**GIVEN PROBLEM**
Copy the full set of lines exactly as given.

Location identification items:

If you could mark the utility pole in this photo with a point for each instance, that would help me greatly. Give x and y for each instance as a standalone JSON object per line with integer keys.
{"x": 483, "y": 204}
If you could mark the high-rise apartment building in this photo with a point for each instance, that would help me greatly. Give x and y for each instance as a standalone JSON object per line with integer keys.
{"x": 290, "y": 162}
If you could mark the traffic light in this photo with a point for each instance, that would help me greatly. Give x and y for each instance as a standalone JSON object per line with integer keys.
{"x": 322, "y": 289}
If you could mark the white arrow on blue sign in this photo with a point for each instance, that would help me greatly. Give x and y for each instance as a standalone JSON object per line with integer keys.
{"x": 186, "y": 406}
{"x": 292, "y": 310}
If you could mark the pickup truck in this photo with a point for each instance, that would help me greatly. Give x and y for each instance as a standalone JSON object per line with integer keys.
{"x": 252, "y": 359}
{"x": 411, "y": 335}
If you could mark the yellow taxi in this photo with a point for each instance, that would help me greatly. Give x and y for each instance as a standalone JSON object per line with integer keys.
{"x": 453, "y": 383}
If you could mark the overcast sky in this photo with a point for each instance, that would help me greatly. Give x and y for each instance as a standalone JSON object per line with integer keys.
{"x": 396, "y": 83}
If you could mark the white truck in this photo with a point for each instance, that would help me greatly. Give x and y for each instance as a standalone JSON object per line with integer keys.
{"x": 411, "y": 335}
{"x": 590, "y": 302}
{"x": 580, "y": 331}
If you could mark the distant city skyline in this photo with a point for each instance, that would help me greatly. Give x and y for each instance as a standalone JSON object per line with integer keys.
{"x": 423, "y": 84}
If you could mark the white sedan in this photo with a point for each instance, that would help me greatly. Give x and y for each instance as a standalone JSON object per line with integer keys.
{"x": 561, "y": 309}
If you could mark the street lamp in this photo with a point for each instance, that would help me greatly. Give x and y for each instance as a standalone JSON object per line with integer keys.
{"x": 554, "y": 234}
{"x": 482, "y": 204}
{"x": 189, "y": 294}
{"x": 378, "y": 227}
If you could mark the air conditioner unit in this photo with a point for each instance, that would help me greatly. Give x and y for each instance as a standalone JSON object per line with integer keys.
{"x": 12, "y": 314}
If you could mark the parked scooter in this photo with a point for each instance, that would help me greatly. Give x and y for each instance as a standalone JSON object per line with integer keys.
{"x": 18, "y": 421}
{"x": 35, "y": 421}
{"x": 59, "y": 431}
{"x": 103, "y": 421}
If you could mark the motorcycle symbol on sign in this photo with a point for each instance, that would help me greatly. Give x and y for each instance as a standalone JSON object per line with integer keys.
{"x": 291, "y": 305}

**EXERCISE RESULT**
If you could mark the utility pole in this photo with a point for each instance, that would help me greatly. Give x and y for each instance as a standalone JSON object per line with integer keys.
{"x": 483, "y": 204}
If you could mark the high-rise apartment building in this photo with a point for each instance, that would help me greatly. Give x and y for each instance as a standalone JSON object per line with integer keys.
{"x": 290, "y": 162}
If you could mark the traffic light in this photo with a point for each instance, that would help me greatly. Give x and y for each instance as a standalone JSON object per line with integer keys.
{"x": 322, "y": 289}
If you could mark the white arrow on blue sign in this photo with a point for each instance, that would help me greatly. Give x and y for each instance as a standalone JSON object per line with integer keys.
{"x": 186, "y": 406}
{"x": 292, "y": 310}
If you could mark the pickup truck in this photo with a point for each instance, that would help me greatly. Give x and y for each instance as a standalone JSON object per line with integer keys.
{"x": 252, "y": 359}
{"x": 411, "y": 335}
If you could mark the yellow taxi in this photo with a point for each instance, that would help me greatly. Give x and y for each instance as a standalone JSON object per line with integer keys.
{"x": 453, "y": 383}
If you could mark the overcast sky in this photo with a point for each instance, that would help me greatly. Give x and y for each instance as a standalone JSON object per line with integer keys.
{"x": 396, "y": 83}
If you could mark the white truck in this photo with a point for each instance, that would help me greatly. Give x and y for each instance as a standalone JSON object per line with integer keys.
{"x": 411, "y": 335}
{"x": 590, "y": 302}
{"x": 580, "y": 331}
If you could mark the distant city skyline in this photo with a point for each instance, that would help me greatly. Give x and y for each instance as a standalone JSON object per line with integer keys.
{"x": 423, "y": 84}
If you could mark the white sedan in this photo with a point for each instance, that would help me greatly. Give x and y for each instance as a standalone JSON object per line with integer keys.
{"x": 561, "y": 309}
If you could mark the street lamp in this photo with a point for each instance, that would help me greatly. Give x and y for each instance as a standalone JSON object per line with integer keys.
{"x": 554, "y": 234}
{"x": 482, "y": 204}
{"x": 189, "y": 294}
{"x": 378, "y": 227}
If you could mark the air conditioner unit in this photo with a point for each instance, that would help me greatly. Give x and y for each instance as a standalone JSON object per line with integer keys.
{"x": 12, "y": 314}
If you could mark the parked scooter in this photo with a point for each instance, that would help me greatly. Give x and y for each instance as a standalone JSON object per line with integer keys.
{"x": 18, "y": 421}
{"x": 35, "y": 421}
{"x": 59, "y": 431}
{"x": 103, "y": 421}
If you could mark the motorcycle symbol on sign in this photo with a point for each instance, that would help me greatly. Give x and y for each instance as a standalone JSON object per line with integer keys.
{"x": 291, "y": 305}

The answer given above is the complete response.